▸ Stored items:
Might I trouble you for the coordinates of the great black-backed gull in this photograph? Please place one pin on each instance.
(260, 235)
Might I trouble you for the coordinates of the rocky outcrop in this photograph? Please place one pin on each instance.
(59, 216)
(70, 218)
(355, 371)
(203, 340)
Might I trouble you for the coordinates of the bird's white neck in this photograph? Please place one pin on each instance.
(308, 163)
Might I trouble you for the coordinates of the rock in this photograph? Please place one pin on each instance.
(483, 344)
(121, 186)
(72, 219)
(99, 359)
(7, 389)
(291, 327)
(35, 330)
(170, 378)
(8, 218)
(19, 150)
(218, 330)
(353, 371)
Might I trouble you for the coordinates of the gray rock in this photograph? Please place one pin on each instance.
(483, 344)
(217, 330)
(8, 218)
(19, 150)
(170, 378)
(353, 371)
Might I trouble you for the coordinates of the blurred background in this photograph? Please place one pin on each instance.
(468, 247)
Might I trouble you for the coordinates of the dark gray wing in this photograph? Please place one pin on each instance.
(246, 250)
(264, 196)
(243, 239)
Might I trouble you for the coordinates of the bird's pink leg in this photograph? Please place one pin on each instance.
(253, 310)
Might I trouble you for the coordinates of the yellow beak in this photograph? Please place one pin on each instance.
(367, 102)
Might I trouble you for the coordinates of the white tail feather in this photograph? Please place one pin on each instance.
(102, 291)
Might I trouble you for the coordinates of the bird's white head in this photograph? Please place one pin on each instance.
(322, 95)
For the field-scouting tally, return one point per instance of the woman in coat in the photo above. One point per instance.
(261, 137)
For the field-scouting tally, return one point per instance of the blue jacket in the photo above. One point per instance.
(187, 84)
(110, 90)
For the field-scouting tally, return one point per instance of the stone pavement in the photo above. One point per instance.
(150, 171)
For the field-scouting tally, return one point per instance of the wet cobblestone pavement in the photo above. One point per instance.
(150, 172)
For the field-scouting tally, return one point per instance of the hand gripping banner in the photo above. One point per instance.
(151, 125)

▸ What you should do:
Copy each entry exactly, with nothing added or dropped.

▸ Solution below:
Might I trouble you for the coordinates of the great black-backed gull in this photograph? Please place one pin on each instance.
(260, 235)
Might I trouble you for the coordinates of the rocky outcrop in this photograph? Please place one pin on each instance.
(59, 216)
(70, 218)
(355, 371)
(203, 340)
Might I trouble you for the coordinates of the bird's white neck in this photograph? Please place one pin on each instance.
(308, 163)
Might I trouble you for the coordinates of the rock in this photograph? Please place one pin on each instance.
(483, 344)
(121, 186)
(72, 219)
(99, 359)
(7, 389)
(291, 327)
(35, 330)
(170, 378)
(8, 218)
(19, 150)
(218, 330)
(353, 371)
Might I trouble you for the coordinates of the gray rock in this photograph? Please place one pin on each instance.
(483, 344)
(217, 330)
(8, 218)
(19, 150)
(170, 378)
(353, 371)
Might I trouble you for the coordinates of the blurred background in this photograph? Please place one pin on each instance.
(468, 247)
Might I trouble you for the coordinates of the dark gray wing in this photograph? Please place one pin on each instance.
(246, 250)
(264, 196)
(243, 239)
Might I trouble you for the coordinates of the bird's pink leg in this photograph? Please place one pin on each instance.
(253, 310)
Might I trouble you for the coordinates of the yellow beak in this photograph? Please place one pin on each instance.
(367, 102)
Might I trouble you for the coordinates of the white tail feather in this photograph? Please place one pin on each instance.
(102, 291)
Might I trouble you for the coordinates of the bird's white head in this photograph? Please place one pin on each instance.
(322, 95)
For the field-scouting tally, return one point per instance of the woman in coat in the photo above. One point per instance.
(261, 137)
For the field-scouting tally, return one point per instance of the blue jacket in the photo above. One point per instance.
(187, 84)
(110, 90)
For the field-scouting tally, return one point per instance of the stone pavement in the photo above. One point per instance.
(150, 171)
For the field-scouting tally, return one point per instance of the wet cobblestone pavement in the photo above. One point per instance.
(150, 172)
For the field-scouting tally, return one point per instance of the hand gripping banner in the photo above. One point per instance.
(151, 125)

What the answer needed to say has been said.